• _Provided data_:
———
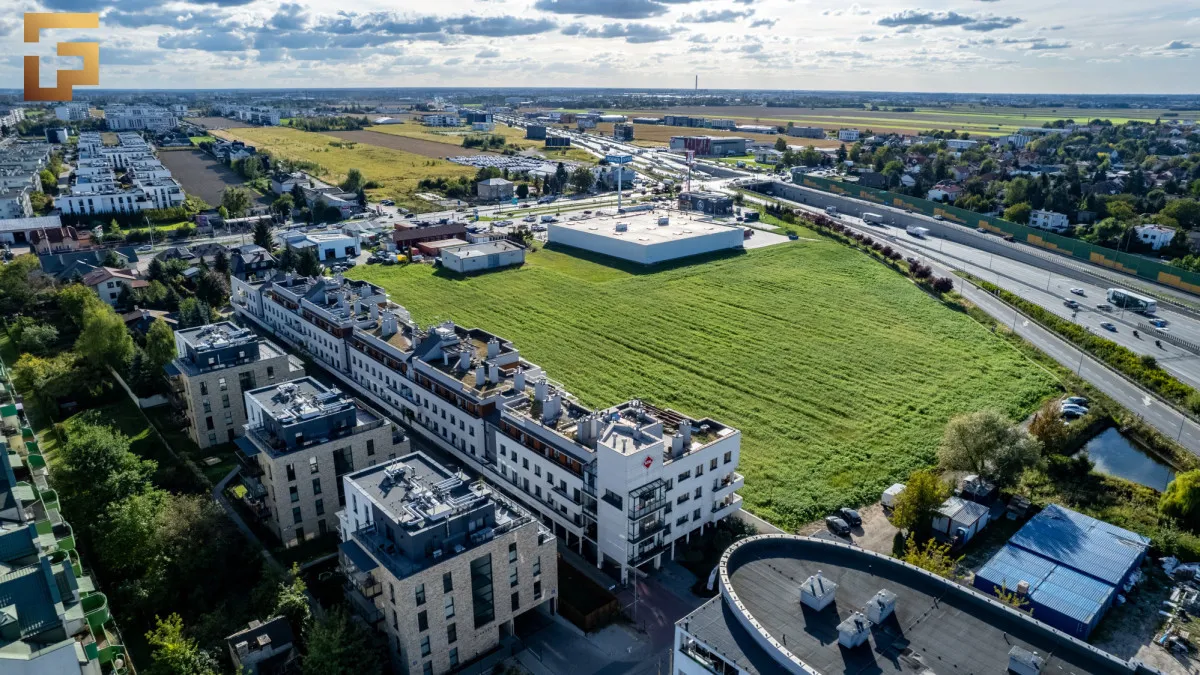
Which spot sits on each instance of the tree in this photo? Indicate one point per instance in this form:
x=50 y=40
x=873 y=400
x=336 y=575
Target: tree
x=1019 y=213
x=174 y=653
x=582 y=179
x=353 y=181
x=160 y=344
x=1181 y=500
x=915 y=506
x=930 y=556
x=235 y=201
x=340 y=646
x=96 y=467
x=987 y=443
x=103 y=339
———
• _Work to be completed_:
Pictures do not belong in the copy; repeat the rest of the listing exactly.

• _Response_:
Which spot sits on each instance of the tree in this photo? Indicate one point per instance in this form:
x=50 y=40
x=873 y=400
x=336 y=575
Target: tree
x=1019 y=213
x=174 y=653
x=582 y=179
x=353 y=181
x=160 y=344
x=1181 y=500
x=915 y=506
x=930 y=556
x=235 y=201
x=340 y=646
x=96 y=467
x=987 y=443
x=103 y=339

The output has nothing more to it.